WHAT YOU NEED TO DO: Return the lines of the records verbatim, beginning at the line that contains "straw hat shown" and continuing through the end of the records, with both ends included.

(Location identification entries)
● ● ●

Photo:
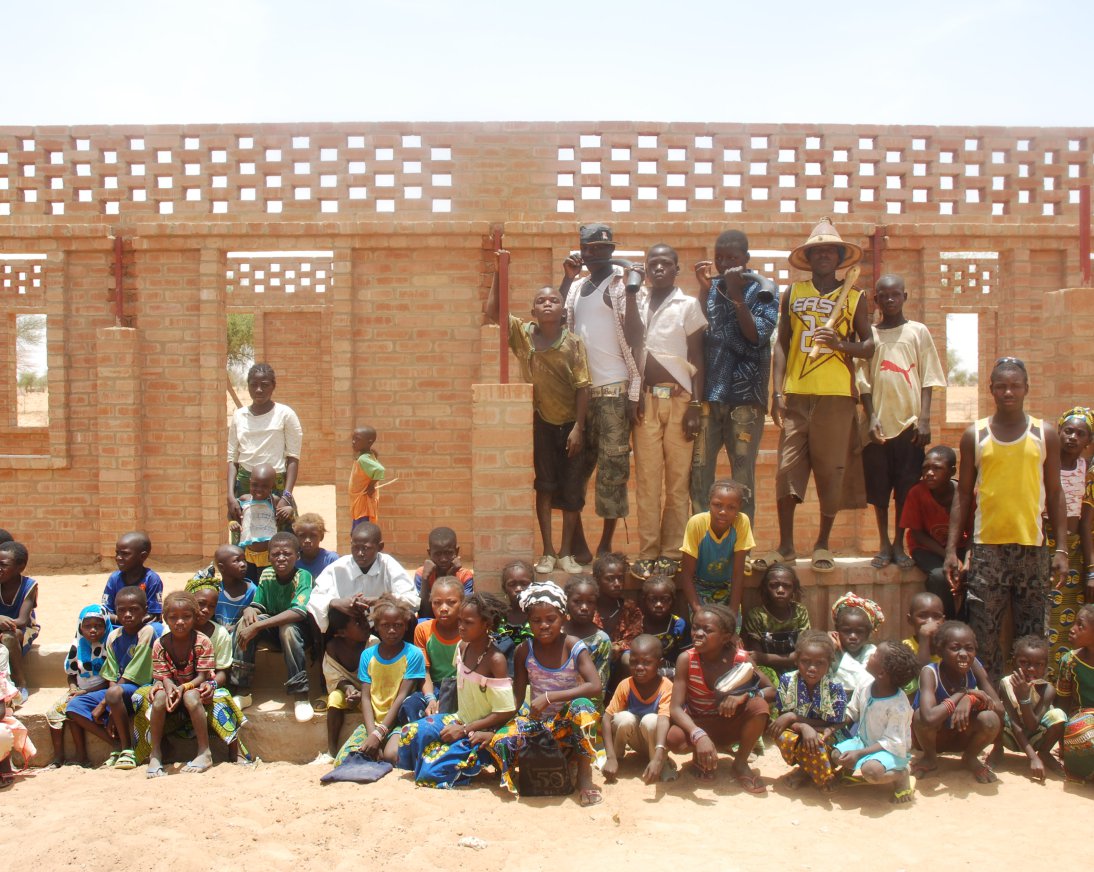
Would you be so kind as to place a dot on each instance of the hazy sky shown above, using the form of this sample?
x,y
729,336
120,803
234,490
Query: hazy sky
x,y
975,61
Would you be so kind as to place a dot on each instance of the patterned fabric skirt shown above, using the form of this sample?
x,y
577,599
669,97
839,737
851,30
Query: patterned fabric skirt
x,y
1063,604
575,727
433,763
1078,745
816,764
223,717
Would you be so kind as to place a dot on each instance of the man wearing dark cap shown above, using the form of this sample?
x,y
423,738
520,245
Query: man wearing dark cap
x,y
602,310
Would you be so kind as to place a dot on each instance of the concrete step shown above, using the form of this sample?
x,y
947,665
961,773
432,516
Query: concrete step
x,y
271,731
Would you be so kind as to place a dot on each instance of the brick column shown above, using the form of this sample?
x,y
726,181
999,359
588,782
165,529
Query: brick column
x,y
118,423
502,501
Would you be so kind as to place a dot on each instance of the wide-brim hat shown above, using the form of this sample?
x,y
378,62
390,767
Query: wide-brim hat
x,y
825,233
592,234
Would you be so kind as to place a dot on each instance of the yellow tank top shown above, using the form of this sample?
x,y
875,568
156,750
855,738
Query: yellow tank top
x,y
830,373
1010,486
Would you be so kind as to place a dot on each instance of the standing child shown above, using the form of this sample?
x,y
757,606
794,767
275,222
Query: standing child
x,y
716,544
703,719
1075,692
278,614
881,750
856,619
581,596
659,594
809,711
130,551
363,493
560,681
926,516
895,385
438,638
1011,462
771,629
672,363
19,626
1032,723
442,561
1074,427
347,638
553,359
445,751
638,714
310,528
515,578
926,615
83,664
388,673
127,669
956,708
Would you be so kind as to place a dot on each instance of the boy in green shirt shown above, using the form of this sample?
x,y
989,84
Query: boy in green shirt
x,y
278,615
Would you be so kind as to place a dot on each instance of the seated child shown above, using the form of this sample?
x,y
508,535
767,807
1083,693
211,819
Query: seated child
x,y
716,544
278,614
438,638
310,528
701,718
926,516
445,751
391,670
619,617
558,675
856,619
659,594
881,748
13,735
1031,722
347,638
130,551
82,665
127,669
956,708
443,561
368,469
771,629
258,519
19,626
926,614
809,710
638,714
1074,689
581,595
183,681
515,577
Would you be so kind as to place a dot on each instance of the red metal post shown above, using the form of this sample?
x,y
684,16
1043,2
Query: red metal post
x,y
1084,234
502,304
119,318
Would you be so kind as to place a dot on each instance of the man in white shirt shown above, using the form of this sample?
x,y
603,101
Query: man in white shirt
x,y
352,583
602,311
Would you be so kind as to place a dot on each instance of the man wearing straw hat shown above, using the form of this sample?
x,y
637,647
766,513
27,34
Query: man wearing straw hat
x,y
815,393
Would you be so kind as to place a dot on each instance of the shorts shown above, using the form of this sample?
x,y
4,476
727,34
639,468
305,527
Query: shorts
x,y
816,437
891,763
556,473
84,704
892,467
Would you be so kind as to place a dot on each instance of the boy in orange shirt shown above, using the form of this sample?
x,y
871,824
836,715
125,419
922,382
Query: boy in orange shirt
x,y
364,503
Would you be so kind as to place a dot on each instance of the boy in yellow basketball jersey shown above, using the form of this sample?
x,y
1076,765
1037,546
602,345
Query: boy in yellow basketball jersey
x,y
814,397
1012,460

● ● ●

SOLUTION FOR THIS TASK:
Would you be so kind as to place a dot on each instance of the man wearing straw hat shown above, using the form of this sample?
x,y
637,647
766,513
27,34
Query: man wearing straw hat
x,y
815,393
Would you be so kind as to place a dot on each instance of the shorts shown above, using the form of this sample?
x,y
4,476
727,34
639,468
305,527
Query: shorts
x,y
816,437
891,763
556,473
84,704
892,467
Would you be so kind as to place a dot on each instance of the boy in orange shirt shown above, using the form of this sample?
x,y
871,824
836,715
125,419
922,382
Query: boy in orange shirt
x,y
364,503
Would you be so kind as to place a dot on each instance of the boy in yellow basketball jersey shown above, using the form of this sample?
x,y
1076,765
1037,546
602,345
Query: boy in yellow basketball jersey
x,y
814,397
1012,460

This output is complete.